* **WORK TO BE COMPLETED**: Each line from the one that contains "Annotation task: mark the brown" to the end of the material must be set down exactly, and no line before it.

-- start --

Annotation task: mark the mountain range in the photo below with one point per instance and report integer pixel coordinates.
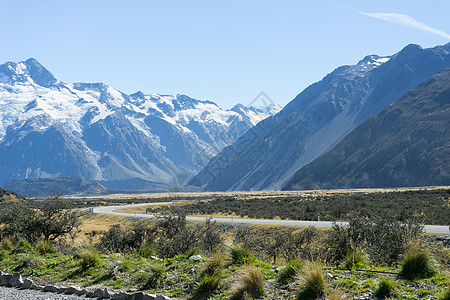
(49, 128)
(270, 154)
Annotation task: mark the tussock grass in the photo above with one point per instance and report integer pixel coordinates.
(417, 264)
(384, 289)
(313, 286)
(289, 273)
(252, 285)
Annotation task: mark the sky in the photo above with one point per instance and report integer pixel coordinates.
(224, 51)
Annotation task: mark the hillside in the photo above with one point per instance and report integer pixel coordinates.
(407, 144)
(270, 153)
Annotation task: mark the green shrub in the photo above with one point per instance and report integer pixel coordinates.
(209, 283)
(417, 264)
(6, 244)
(214, 264)
(156, 277)
(288, 273)
(445, 295)
(252, 285)
(314, 285)
(384, 289)
(89, 257)
(44, 247)
(240, 256)
(23, 246)
(354, 260)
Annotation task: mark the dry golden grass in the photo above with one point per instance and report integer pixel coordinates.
(98, 222)
(247, 195)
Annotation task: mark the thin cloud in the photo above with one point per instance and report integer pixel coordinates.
(407, 21)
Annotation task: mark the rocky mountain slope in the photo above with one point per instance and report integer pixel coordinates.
(270, 153)
(49, 128)
(407, 144)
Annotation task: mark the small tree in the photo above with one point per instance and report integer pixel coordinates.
(49, 219)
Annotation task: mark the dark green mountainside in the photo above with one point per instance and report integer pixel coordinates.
(44, 187)
(407, 144)
(8, 196)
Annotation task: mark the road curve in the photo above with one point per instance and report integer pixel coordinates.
(113, 211)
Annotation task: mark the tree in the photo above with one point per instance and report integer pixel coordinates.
(50, 219)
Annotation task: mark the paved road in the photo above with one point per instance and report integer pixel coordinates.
(111, 210)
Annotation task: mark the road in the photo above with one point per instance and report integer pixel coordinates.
(113, 211)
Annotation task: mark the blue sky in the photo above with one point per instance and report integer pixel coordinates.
(223, 51)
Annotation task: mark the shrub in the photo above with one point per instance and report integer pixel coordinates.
(288, 273)
(354, 260)
(417, 264)
(6, 244)
(156, 277)
(314, 285)
(445, 295)
(44, 247)
(214, 264)
(384, 289)
(90, 257)
(23, 246)
(209, 283)
(240, 255)
(252, 285)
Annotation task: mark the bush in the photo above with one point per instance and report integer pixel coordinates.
(6, 244)
(314, 285)
(44, 247)
(209, 283)
(417, 264)
(288, 273)
(252, 285)
(445, 295)
(384, 289)
(355, 260)
(214, 264)
(157, 276)
(89, 257)
(240, 255)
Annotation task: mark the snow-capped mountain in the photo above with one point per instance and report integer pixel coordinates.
(270, 153)
(49, 128)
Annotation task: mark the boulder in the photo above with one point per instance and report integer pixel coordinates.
(197, 257)
(27, 284)
(51, 288)
(4, 280)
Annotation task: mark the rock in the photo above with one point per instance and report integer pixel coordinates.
(37, 287)
(27, 284)
(197, 257)
(106, 294)
(98, 293)
(137, 296)
(4, 280)
(16, 280)
(51, 288)
(90, 294)
(81, 292)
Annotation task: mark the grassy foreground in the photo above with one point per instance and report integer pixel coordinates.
(238, 269)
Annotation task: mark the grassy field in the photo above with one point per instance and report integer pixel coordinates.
(249, 262)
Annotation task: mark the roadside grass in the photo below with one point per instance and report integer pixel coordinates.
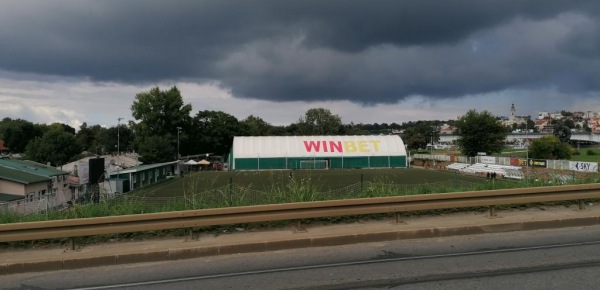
(203, 190)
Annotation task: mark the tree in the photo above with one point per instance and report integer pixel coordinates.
(480, 132)
(319, 121)
(550, 147)
(17, 133)
(255, 126)
(156, 149)
(214, 131)
(56, 147)
(160, 112)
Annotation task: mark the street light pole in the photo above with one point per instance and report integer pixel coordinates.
(178, 131)
(118, 149)
(432, 134)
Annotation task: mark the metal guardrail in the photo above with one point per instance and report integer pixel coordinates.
(293, 211)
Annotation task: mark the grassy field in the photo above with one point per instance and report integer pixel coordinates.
(322, 180)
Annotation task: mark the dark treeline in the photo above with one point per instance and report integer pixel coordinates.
(163, 126)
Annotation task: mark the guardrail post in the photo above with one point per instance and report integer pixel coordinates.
(492, 210)
(299, 228)
(398, 218)
(72, 244)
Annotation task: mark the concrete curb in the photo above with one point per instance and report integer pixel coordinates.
(301, 241)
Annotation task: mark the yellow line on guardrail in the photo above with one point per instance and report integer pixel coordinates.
(264, 213)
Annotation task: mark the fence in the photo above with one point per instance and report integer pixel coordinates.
(549, 164)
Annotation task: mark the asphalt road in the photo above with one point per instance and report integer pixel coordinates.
(567, 258)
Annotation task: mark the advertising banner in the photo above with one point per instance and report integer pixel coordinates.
(518, 162)
(583, 166)
(487, 159)
(538, 163)
(84, 172)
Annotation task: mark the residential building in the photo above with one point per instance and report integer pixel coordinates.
(59, 178)
(21, 185)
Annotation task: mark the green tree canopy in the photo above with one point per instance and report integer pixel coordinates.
(319, 121)
(160, 112)
(549, 147)
(18, 133)
(159, 115)
(214, 131)
(156, 149)
(256, 126)
(480, 132)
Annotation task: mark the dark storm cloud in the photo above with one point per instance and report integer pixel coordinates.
(365, 51)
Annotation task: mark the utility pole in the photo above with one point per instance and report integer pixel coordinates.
(118, 149)
(178, 131)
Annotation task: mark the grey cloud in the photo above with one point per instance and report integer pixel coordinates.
(364, 51)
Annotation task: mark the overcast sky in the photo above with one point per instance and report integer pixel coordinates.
(75, 61)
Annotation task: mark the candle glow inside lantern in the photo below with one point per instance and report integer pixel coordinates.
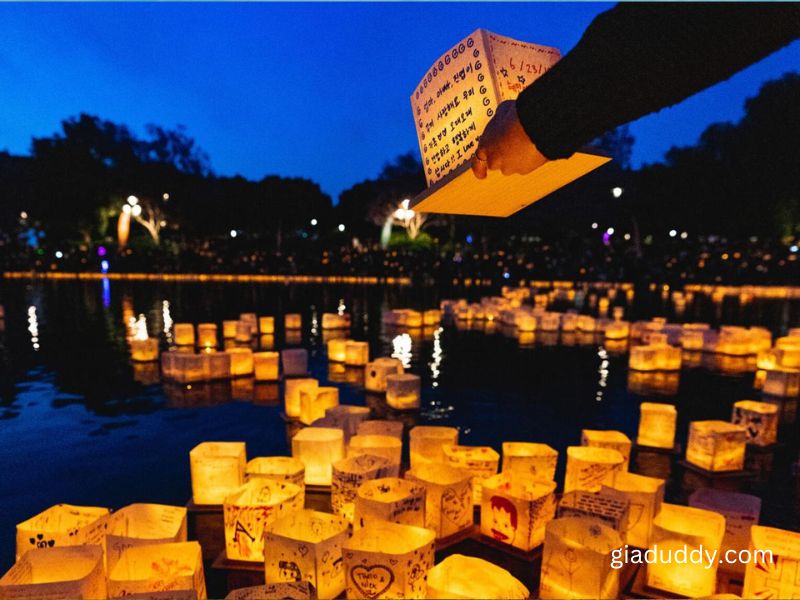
(516, 508)
(576, 562)
(387, 560)
(588, 466)
(760, 420)
(466, 577)
(74, 572)
(248, 511)
(448, 497)
(403, 391)
(687, 529)
(217, 470)
(307, 546)
(318, 448)
(59, 525)
(159, 571)
(657, 425)
(426, 443)
(716, 445)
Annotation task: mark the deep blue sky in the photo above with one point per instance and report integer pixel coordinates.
(314, 90)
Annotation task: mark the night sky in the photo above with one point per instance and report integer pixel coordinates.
(313, 90)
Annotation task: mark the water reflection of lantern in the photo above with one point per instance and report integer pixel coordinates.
(716, 445)
(318, 448)
(307, 546)
(217, 470)
(689, 530)
(248, 511)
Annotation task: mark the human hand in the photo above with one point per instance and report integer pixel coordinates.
(504, 145)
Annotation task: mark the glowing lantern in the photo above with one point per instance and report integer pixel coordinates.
(515, 509)
(217, 470)
(63, 572)
(160, 570)
(685, 529)
(588, 466)
(760, 420)
(318, 448)
(248, 511)
(403, 391)
(657, 425)
(448, 497)
(459, 576)
(576, 562)
(716, 445)
(387, 560)
(59, 525)
(307, 546)
(426, 443)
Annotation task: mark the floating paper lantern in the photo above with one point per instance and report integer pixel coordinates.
(59, 525)
(689, 530)
(616, 440)
(426, 443)
(74, 572)
(248, 511)
(716, 445)
(459, 576)
(307, 546)
(387, 560)
(657, 425)
(588, 466)
(403, 391)
(576, 562)
(516, 508)
(448, 497)
(294, 361)
(760, 420)
(217, 470)
(480, 461)
(318, 448)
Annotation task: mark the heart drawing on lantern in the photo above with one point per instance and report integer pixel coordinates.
(372, 581)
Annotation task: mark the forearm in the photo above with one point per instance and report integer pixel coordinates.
(639, 58)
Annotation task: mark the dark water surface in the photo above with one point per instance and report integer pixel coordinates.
(80, 424)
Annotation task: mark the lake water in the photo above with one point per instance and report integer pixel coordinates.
(80, 424)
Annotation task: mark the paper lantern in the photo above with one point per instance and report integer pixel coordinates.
(741, 512)
(217, 470)
(59, 525)
(68, 572)
(615, 440)
(448, 497)
(588, 466)
(459, 576)
(265, 365)
(379, 445)
(530, 460)
(480, 461)
(307, 546)
(252, 507)
(387, 560)
(576, 562)
(403, 391)
(686, 529)
(349, 473)
(657, 425)
(426, 443)
(716, 445)
(759, 419)
(318, 448)
(516, 508)
(294, 361)
(772, 573)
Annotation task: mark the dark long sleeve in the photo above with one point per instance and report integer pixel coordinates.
(639, 58)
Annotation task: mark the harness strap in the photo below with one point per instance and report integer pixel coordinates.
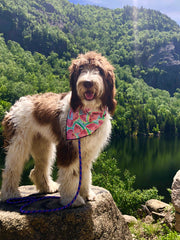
(29, 200)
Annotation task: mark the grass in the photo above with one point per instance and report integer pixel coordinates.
(152, 231)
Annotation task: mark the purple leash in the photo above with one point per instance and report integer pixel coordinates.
(30, 200)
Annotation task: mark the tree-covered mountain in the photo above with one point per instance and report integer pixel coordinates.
(40, 37)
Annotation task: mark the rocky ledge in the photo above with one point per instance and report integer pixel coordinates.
(99, 219)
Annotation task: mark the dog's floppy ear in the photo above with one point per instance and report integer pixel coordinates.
(111, 102)
(108, 98)
(74, 73)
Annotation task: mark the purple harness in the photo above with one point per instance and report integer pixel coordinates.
(79, 124)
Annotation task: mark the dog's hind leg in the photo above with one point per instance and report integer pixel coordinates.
(17, 154)
(43, 153)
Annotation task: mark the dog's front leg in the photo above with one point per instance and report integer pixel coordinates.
(69, 181)
(85, 190)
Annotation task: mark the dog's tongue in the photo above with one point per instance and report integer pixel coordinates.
(89, 95)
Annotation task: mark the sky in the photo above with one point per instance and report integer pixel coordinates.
(169, 7)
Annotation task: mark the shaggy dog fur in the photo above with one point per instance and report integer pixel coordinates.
(35, 125)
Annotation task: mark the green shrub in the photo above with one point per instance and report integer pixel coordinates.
(107, 174)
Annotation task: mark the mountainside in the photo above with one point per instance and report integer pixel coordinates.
(129, 36)
(143, 45)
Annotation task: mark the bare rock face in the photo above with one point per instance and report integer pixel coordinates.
(99, 219)
(175, 197)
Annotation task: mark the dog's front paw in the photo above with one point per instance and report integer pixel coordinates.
(9, 194)
(52, 187)
(91, 196)
(78, 202)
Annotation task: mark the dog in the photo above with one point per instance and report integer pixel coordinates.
(36, 126)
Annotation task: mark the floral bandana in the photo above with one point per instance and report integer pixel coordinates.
(83, 123)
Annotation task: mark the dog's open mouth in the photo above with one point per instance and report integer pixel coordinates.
(89, 95)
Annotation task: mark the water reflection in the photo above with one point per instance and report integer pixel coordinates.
(154, 161)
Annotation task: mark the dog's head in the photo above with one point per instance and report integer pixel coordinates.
(92, 82)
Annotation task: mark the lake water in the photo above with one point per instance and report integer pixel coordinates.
(154, 161)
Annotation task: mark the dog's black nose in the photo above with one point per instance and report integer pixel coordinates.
(87, 84)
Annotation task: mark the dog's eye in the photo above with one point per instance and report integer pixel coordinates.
(96, 71)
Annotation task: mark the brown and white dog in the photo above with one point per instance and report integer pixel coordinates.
(36, 126)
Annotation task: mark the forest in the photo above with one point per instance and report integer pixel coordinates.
(39, 38)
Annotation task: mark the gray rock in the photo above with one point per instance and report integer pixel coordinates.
(99, 219)
(156, 205)
(130, 219)
(175, 198)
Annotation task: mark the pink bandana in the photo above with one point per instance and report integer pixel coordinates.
(83, 123)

-- end --

* **TASK RESULT**:
Annotation task: mark the brown and white dog in the photo above with one point per instance and report integer pixel coordinates.
(36, 126)
Annotation task: mark the forest in the photo above with one point per instance and report integer pixel coordinates.
(39, 38)
Annotation task: mark the gray rock in the photo above with one point per instance and report integer pixel coordinates.
(99, 219)
(156, 205)
(130, 219)
(175, 198)
Annotation task: mark the pink bandana in the photo above with one point per instance and report integer pixel coordinates.
(83, 123)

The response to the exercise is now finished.